William H. Cole Iii

After Retirement, Banker Took Up Numerous Causes And Was Director Of The Baltimore Museum Of Industry

December 08, 2009|By Jacques Kelly | Jacques Kelly , jacques.kelly@baltsun.com

William H. Cole III, a banker and pragmatic problem solver who in retirement put his knowledge of finance to work for fledgling Baltimore businesses and other institutions, died of leukemia and skin cancer complications Friday at his South Baltimore home. He was 73.

Born in Cecil County, he was a 1954 graduate of the West Nottingham Academy in Colora and remained an active alumnus. In a 2001 school publication, he recalled the life lessons learned as a football player:

"It was such a small school, we all had to learn from each other," he said. "On the football field, we were underdogs, so we always had to innovate to win. We couldn't do it alone because there weren't any extra players."

He worked in Kaiser Aluminum sales and became its assistant national sales manager. He then started his own building firm and became president of the National Bank of Perryville, which his family had owned. When the bank was acquired by the First National Bank of Maryland in 1984, he joined that organization, moved to Baltimore and worked in marketing. He established branches and ATMs in supermarkets and coaxed businesses to deposit their payrolls directly into their employee accounts.

"He believed that having a paycheck deposited was safe and was a convenience. He thought he was helping people," said Bob Schaefer, former First National chief financial officer. "And what made him a good marketer was that he believed in his product."

Mr. Cole retired for what had become Allfirst Bank as a senior vice president in 2000.

"He had the highest ethical standards," said a friend, Michael P. Cataneo. "He also had no pretensions."

When Mr. Cole moved to Baltimore he settled on Montgomery Street in Federal Hill. He soon began making friends throughout South Baltimore. He often sat on his front steps, and friends said he was known as the mayor of Montgomery Street.

He immersed himself in neighborhood issues, and after serving on the board of the Baltimore Museum of Industry, he became the institution's director in 1999 and held the post until 2002. During his tenure he raised funds and boosted contributions.

"He called people kid-o and was a problem solver," said Carole Baker, the museum's deputy director. "He would be pragmatic and he believed there was an acceptable risk level in any venture. He believed there was no problem that didn't have a solution."

In the school publication, Mr. Cole said, "At every phase of my career, there was someone who directed and motivated me."

-------

Check your understanding:
a) Write out the part of the William H. Cole III obituary starting with "He worked in" and going on through "president in 2000.", word for word.
b) Pick up the William H. Cole III obituary after its last sentence and keep writing it.

-------

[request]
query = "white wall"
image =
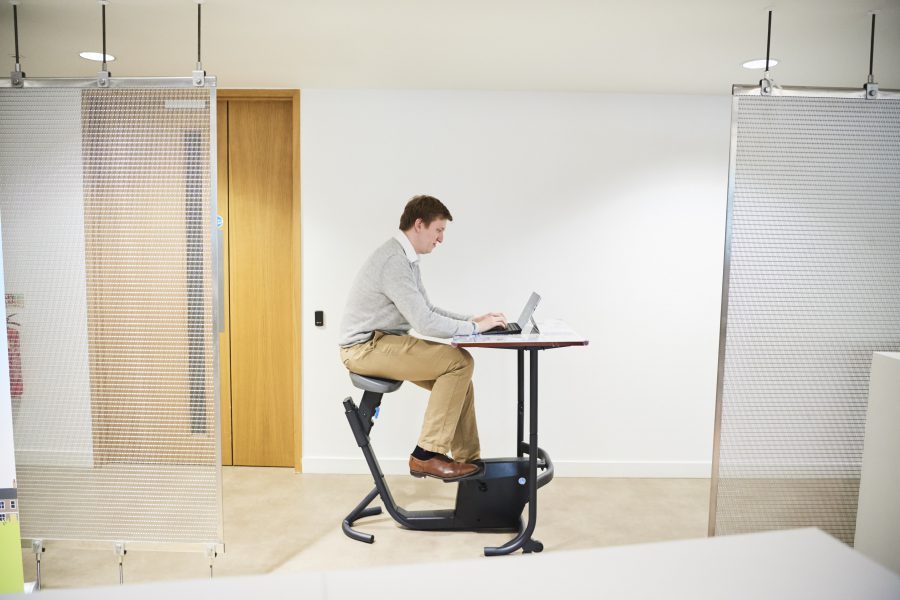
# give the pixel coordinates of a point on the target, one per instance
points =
(612, 207)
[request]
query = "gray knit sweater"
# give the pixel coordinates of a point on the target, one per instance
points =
(388, 295)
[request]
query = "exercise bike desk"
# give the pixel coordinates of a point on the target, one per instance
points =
(496, 497)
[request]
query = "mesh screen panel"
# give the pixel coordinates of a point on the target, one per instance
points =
(106, 211)
(813, 290)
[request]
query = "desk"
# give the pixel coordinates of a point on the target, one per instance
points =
(553, 334)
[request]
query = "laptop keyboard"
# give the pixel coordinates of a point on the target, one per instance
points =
(511, 328)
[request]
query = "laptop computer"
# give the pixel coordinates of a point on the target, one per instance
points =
(518, 326)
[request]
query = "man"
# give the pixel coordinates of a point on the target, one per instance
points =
(386, 301)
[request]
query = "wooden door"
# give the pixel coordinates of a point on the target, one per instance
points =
(263, 281)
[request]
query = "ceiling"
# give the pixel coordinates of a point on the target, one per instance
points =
(640, 46)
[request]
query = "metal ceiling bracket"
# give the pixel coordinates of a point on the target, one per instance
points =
(199, 77)
(871, 88)
(16, 76)
(871, 91)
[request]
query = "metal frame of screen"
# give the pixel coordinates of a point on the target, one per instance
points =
(210, 83)
(737, 92)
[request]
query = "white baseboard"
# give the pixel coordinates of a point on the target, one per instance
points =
(650, 470)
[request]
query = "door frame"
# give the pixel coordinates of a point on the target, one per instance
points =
(296, 299)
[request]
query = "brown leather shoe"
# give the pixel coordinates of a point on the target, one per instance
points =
(441, 467)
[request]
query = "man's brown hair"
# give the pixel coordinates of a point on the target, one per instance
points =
(426, 208)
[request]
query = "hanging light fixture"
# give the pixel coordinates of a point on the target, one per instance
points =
(766, 84)
(104, 74)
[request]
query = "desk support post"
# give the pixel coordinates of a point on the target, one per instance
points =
(520, 431)
(524, 540)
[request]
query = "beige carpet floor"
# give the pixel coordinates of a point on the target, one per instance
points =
(280, 521)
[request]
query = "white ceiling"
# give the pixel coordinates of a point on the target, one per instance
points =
(655, 46)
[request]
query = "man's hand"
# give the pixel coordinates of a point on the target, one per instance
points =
(489, 321)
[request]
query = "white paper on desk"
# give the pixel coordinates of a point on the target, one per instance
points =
(553, 327)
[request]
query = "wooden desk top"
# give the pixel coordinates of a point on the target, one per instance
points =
(554, 334)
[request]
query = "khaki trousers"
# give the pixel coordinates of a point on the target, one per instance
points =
(449, 425)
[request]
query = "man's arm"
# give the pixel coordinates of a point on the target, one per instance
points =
(400, 286)
(444, 312)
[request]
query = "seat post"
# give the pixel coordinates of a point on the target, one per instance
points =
(368, 408)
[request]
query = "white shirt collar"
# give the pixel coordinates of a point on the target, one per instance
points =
(407, 246)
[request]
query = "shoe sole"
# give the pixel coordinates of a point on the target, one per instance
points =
(423, 474)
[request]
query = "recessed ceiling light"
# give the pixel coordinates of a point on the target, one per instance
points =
(97, 56)
(759, 63)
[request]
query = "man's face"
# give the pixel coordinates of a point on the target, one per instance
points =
(426, 238)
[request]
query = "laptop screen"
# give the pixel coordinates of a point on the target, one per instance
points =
(528, 310)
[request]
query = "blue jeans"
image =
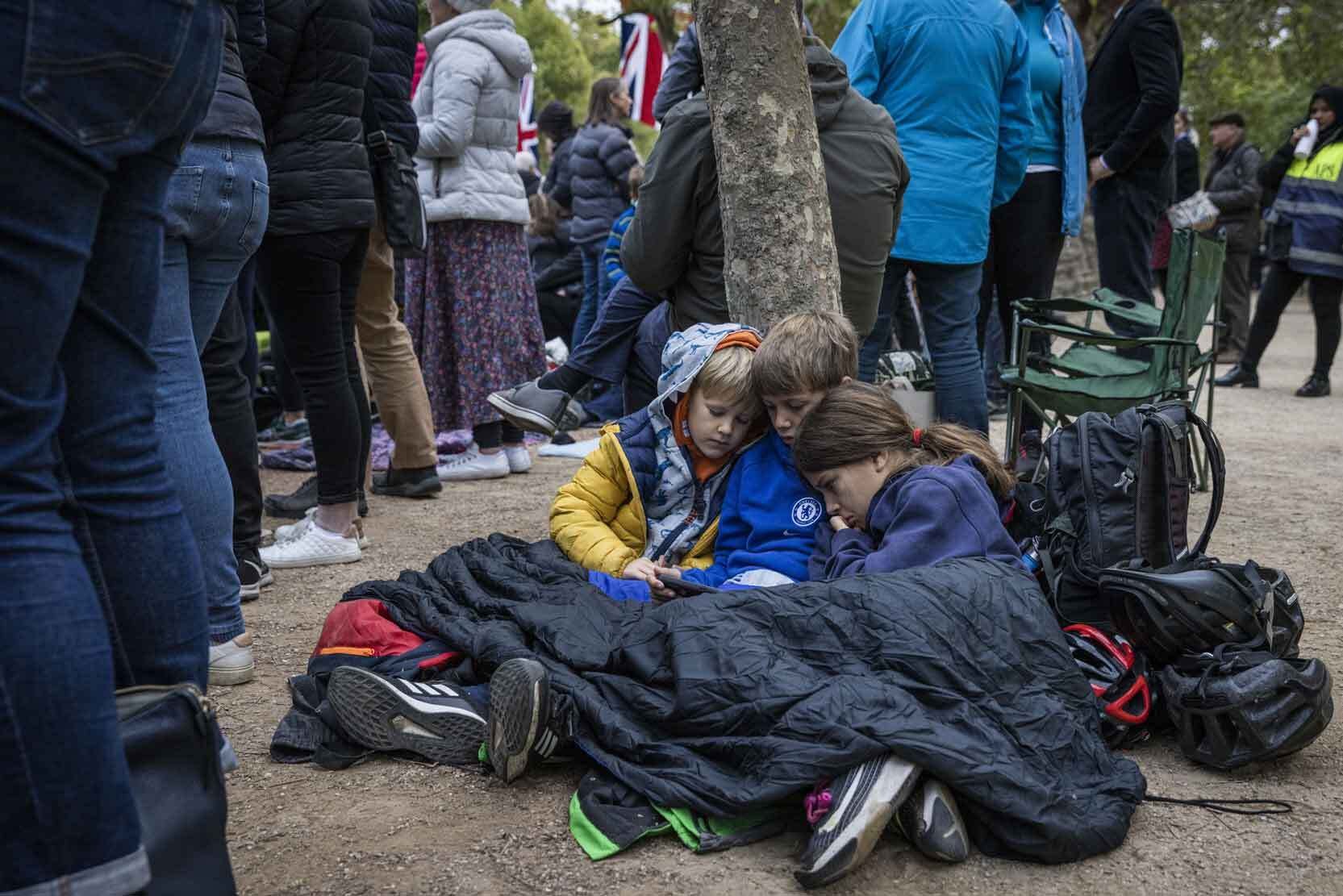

-------

Task answers:
a)
He worked in Kaiser Aluminum sales and became its assistant national sales manager. He then started his own building firm and became president of the National Bank of Perryville, which his family had owned. When the bank was acquired by the First National Bank of Maryland in 1984, he joined that organization, moved to Baltimore and worked in marketing. He established branches and ATMs in supermarkets and coaxed businesses to deposit their payrolls directly into their employee accounts.

"He believed that having a paycheck deposited was safe and was a convenience. He thought he was helping people," said Bob Schaefer, former First National chief financial officer. "And what made him a good marketer was that he believed in his product."

Mr. Cole retired for what had become Allfirst Bank as a senior vice president in 2000.

b)
After retiring from the bank, he threw himself into an unpaid role as a financial adviser to almost anyone who would have lunch with him. He liked meeting people over lunch at South Baltimore establishments - Rallo's, the Wine Market, Regi's Bistro and Hull Street Blues. He was also active in the Fort McHenry Business Association.

"He was the most organized guy I ever met. He had a binder on everything," said South Baltimore funeral director Victor Doda. "He gave me advice on all types of things."

Mr. Cole helped the owner of one of his lunch spots, the Wine Market on Fort Avenue, get established.

"Bill had a lifetime of knowledge and he was happy to give it," said Christopher Spann, the Wine Market's owner. "He gave me sage advice."

Mr. Cole converted to Roman Catholicism in 1983 and joined St. Ignatius Roman Catholic Church on Calvert Street, where he repeated his role as financial adviser and was president of the church's historic trust fund.

"He was extremely generous with his time, talent and experience," said the church's pastor, Father William J. Watters.

A Mass of Christian burial was offered at the church on Monday.

Mr. Cole also used his same determination with problem solving after he was diagnosed with cancer in 1998. After he realized his death was imminent, he planned his own funeral.

"He was not a person to sit idle," said his son, Baltimore City Council member William H. Cole IV. "He fought his disease and more than twice outlived the life expectation he was given."

In addition to his son, survivors include his wife of 39 years, the former Jeanette Lockhart; a brother, Donaldson C. Cole Jr. of Calvert; a sister, Rebekah Poppetti of Augusta, Ga.; and three grandchildren.